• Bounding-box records

--------

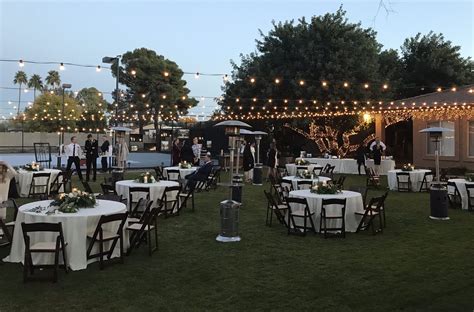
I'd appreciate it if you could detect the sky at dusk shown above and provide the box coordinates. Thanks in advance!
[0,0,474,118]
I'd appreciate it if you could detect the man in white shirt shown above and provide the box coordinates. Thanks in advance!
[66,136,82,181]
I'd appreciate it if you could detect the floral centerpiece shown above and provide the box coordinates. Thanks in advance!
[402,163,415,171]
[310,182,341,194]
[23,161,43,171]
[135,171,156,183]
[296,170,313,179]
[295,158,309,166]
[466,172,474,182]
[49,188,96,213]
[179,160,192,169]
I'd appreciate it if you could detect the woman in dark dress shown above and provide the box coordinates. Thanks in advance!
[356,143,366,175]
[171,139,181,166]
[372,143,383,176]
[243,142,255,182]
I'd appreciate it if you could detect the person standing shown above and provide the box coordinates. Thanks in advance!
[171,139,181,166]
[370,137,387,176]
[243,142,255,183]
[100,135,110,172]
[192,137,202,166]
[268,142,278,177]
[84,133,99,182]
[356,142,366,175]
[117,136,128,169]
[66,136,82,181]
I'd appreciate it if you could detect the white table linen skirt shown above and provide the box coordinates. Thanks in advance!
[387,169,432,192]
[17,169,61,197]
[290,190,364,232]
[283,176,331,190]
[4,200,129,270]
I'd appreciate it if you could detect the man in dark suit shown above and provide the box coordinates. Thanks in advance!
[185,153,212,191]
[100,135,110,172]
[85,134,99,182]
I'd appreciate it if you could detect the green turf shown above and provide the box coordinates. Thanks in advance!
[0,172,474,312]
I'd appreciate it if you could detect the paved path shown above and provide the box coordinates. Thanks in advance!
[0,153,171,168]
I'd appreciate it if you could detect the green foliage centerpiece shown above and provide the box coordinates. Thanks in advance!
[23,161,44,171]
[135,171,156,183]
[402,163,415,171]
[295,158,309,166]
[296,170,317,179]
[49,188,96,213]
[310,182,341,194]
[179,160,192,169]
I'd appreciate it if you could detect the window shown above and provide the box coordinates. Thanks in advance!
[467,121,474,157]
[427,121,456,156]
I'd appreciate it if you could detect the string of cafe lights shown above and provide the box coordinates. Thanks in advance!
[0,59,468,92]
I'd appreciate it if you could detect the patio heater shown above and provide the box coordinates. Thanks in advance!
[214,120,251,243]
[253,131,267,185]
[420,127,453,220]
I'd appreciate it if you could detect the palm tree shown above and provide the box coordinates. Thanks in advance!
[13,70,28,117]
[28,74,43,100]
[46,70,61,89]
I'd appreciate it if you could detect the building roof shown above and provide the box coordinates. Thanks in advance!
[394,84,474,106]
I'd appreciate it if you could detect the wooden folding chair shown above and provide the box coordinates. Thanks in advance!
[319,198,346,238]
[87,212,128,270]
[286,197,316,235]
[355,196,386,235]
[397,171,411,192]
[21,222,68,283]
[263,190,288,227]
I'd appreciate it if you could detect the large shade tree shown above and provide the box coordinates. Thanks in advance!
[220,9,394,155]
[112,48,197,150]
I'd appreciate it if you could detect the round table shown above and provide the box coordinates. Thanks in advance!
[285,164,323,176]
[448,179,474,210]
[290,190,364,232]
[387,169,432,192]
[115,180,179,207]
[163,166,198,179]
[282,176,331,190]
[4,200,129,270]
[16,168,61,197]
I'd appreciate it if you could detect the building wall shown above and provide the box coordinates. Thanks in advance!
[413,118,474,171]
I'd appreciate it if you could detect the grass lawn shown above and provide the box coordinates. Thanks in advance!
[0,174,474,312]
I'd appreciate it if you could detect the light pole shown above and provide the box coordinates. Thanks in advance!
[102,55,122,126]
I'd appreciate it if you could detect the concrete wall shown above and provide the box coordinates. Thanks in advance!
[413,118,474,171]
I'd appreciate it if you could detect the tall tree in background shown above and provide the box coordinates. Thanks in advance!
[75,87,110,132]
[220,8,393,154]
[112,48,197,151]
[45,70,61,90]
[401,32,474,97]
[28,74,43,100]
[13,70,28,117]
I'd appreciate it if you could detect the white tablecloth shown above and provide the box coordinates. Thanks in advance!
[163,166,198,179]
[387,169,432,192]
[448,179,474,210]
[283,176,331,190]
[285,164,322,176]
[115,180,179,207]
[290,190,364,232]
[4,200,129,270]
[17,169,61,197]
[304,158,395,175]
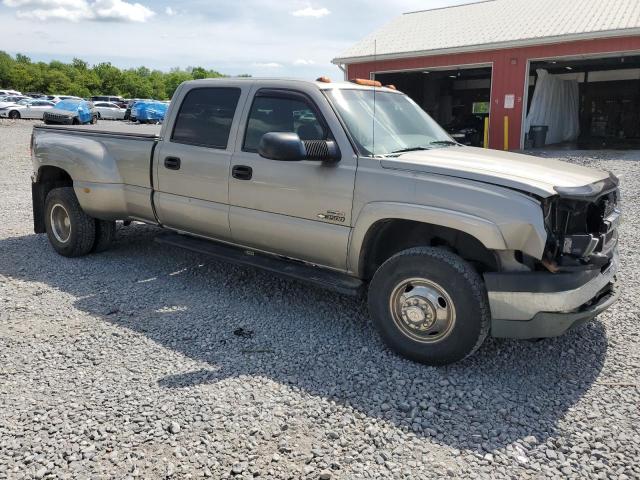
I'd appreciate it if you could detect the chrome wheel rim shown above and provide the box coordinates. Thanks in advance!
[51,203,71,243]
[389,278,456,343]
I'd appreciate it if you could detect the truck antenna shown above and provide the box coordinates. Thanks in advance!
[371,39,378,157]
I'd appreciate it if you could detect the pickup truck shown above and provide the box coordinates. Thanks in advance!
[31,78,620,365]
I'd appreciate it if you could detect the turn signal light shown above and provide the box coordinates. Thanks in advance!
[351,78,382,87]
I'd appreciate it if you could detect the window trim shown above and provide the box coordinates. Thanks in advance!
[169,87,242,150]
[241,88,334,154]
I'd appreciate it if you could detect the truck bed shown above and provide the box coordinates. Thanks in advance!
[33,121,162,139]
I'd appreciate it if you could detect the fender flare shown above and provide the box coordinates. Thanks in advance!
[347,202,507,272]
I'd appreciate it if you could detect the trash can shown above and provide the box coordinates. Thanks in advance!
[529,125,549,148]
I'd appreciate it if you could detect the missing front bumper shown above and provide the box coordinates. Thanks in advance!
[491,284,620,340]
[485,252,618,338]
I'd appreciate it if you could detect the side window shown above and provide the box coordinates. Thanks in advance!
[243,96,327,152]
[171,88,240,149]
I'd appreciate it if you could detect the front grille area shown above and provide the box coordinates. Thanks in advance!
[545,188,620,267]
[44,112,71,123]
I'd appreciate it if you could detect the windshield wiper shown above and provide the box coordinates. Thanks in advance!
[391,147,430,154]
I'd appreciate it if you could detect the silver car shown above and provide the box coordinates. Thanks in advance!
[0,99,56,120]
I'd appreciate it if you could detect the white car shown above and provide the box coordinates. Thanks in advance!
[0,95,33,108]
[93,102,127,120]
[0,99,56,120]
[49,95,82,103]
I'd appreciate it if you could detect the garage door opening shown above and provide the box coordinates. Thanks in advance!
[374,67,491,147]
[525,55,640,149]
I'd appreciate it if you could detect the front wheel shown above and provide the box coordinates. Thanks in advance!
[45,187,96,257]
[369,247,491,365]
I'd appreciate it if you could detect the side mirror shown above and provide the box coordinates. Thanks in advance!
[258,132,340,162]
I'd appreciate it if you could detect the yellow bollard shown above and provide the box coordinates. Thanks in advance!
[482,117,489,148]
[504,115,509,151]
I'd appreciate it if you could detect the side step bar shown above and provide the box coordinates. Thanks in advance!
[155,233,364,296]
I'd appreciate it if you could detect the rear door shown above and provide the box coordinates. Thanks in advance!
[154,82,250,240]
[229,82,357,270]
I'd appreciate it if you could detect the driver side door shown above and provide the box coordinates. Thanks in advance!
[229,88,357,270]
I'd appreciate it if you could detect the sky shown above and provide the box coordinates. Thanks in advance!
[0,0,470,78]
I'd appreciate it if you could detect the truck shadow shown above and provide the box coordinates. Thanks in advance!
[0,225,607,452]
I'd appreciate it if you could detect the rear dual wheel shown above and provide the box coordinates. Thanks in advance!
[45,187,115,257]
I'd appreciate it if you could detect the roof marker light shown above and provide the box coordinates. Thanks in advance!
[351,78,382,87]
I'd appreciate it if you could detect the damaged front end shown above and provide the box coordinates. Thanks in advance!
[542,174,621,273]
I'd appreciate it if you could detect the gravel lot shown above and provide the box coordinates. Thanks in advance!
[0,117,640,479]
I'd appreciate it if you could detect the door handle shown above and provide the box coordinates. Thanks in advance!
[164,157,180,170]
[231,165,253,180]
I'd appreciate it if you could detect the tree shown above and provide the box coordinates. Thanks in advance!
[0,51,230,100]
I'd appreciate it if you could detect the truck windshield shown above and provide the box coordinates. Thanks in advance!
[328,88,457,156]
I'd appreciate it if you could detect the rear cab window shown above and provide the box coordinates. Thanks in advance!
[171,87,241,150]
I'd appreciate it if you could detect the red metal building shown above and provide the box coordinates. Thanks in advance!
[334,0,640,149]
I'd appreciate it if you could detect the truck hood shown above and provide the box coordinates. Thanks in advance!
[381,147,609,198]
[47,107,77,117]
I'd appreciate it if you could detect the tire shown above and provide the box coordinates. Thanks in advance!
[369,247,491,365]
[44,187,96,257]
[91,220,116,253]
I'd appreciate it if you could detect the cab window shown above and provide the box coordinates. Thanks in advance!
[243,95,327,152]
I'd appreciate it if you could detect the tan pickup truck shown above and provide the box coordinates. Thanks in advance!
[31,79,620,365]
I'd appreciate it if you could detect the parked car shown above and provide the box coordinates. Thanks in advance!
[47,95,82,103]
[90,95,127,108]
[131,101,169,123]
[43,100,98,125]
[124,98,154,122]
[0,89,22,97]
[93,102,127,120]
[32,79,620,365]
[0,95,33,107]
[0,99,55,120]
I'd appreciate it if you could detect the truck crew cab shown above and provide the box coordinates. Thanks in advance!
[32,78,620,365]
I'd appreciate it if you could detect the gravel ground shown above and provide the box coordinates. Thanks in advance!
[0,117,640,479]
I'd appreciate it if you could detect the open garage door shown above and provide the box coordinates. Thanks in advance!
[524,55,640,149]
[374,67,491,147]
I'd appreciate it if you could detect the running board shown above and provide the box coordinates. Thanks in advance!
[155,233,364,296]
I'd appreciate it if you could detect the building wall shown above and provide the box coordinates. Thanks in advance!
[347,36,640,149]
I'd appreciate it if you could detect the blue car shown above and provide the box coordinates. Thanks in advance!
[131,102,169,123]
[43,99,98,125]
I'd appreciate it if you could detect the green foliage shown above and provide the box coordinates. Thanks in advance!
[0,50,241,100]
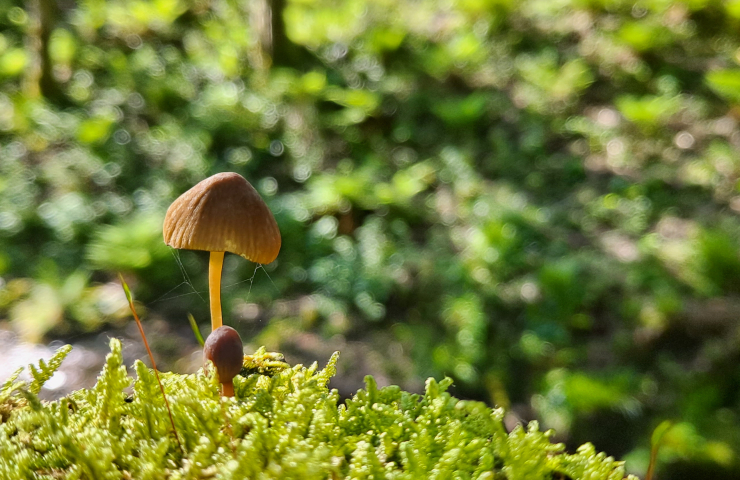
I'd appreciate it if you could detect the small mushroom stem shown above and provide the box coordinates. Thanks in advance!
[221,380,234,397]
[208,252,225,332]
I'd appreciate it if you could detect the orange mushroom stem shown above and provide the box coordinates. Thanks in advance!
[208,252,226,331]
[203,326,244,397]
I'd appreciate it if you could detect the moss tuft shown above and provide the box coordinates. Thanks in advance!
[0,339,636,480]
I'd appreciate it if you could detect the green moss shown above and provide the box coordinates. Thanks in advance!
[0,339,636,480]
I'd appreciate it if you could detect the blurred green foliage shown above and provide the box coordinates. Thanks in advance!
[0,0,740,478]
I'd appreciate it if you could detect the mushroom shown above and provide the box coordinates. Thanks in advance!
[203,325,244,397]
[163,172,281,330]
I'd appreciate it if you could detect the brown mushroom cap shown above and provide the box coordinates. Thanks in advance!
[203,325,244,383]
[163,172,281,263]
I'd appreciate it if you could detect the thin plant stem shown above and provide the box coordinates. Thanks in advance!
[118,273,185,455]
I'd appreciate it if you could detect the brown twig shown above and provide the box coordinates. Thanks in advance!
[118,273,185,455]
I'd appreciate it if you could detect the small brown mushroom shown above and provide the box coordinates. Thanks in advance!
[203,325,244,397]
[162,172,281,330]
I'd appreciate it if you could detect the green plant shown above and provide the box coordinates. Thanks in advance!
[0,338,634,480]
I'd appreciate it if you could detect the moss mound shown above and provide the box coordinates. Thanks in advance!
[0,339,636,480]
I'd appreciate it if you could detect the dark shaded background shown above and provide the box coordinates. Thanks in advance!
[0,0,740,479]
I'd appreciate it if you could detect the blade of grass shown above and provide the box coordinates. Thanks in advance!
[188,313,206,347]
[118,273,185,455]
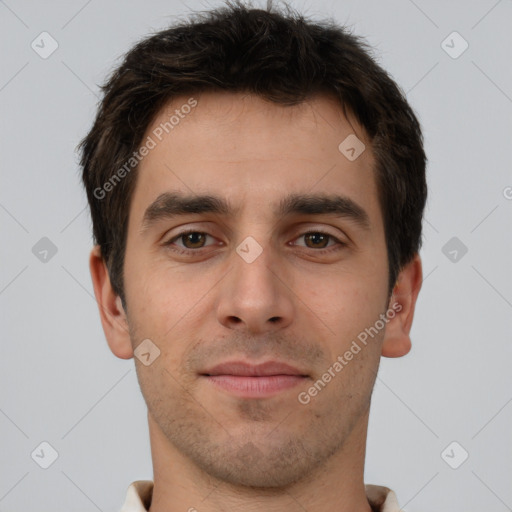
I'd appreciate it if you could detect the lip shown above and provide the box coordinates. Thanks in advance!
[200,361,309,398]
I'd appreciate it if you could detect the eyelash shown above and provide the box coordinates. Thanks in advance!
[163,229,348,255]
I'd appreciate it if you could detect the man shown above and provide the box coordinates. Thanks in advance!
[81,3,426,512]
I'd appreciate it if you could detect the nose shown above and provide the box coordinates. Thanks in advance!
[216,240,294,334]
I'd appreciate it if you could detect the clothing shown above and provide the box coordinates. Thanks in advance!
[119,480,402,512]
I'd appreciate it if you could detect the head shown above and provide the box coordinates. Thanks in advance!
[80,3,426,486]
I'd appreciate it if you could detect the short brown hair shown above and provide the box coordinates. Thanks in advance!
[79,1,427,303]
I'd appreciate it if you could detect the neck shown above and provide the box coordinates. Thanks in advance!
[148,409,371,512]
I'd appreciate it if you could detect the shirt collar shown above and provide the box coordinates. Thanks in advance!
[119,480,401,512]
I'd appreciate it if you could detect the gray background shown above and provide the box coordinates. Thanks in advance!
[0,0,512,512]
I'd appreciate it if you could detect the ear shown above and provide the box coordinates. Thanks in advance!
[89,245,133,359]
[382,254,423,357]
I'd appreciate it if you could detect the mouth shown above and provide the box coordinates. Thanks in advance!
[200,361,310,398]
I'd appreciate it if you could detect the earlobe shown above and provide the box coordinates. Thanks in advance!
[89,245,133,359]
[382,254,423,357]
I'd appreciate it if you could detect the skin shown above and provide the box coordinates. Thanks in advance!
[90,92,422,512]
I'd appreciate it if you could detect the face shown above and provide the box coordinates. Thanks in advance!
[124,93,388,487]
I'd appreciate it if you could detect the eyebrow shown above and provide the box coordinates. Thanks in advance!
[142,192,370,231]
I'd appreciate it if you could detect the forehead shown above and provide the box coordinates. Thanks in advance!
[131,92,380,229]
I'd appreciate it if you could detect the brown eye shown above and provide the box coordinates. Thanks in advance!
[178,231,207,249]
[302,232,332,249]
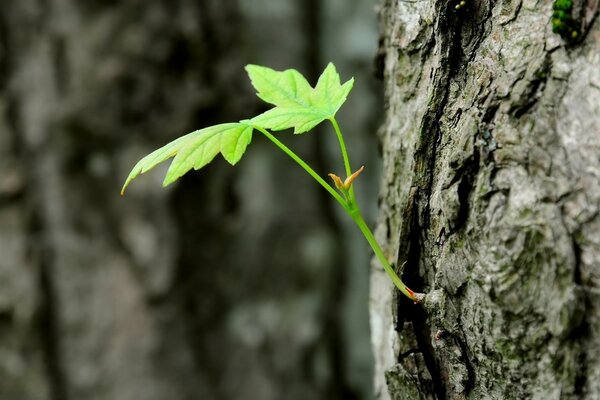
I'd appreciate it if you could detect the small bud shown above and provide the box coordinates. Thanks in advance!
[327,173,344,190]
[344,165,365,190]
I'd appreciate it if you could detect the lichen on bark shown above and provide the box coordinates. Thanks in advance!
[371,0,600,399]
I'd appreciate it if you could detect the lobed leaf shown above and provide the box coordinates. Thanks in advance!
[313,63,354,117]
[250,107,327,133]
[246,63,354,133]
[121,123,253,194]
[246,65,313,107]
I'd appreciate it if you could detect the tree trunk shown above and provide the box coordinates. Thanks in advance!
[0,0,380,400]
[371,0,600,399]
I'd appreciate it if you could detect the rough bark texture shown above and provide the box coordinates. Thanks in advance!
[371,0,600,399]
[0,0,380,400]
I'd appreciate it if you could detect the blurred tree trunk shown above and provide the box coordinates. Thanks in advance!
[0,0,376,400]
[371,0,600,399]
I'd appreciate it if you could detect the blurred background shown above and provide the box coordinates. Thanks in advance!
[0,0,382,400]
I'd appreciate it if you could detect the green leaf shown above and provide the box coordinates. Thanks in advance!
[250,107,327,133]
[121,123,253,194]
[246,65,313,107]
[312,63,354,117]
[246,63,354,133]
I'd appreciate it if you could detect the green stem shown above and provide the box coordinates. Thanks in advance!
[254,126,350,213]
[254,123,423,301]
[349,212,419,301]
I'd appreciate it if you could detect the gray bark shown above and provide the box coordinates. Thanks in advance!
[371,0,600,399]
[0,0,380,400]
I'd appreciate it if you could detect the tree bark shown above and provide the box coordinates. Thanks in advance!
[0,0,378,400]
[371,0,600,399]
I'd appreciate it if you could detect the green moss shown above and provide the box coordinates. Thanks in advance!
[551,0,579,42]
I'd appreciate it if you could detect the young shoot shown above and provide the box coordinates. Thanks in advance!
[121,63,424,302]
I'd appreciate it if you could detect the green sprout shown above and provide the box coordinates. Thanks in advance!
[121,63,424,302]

--------

• The task
Write out the records again, starting with the line that contains "I'd appreciate it if you could detect the green foliage shown" and going on through the line that contains "[208,252,225,332]", requests included, with 148 added to every bounding-box coordinate in the answers. Leave the pictures out.

• Solution to this task
I'd appreciate it if you could detect the green foliage shown above and provide the box coordinates. Thanks in advance!
[148,198,389,248]
I'd appreciate it if you could detect the small mushroom stem shown above and provide the box coordinates. Thanks in advance!
[369,528,382,545]
[356,400,373,480]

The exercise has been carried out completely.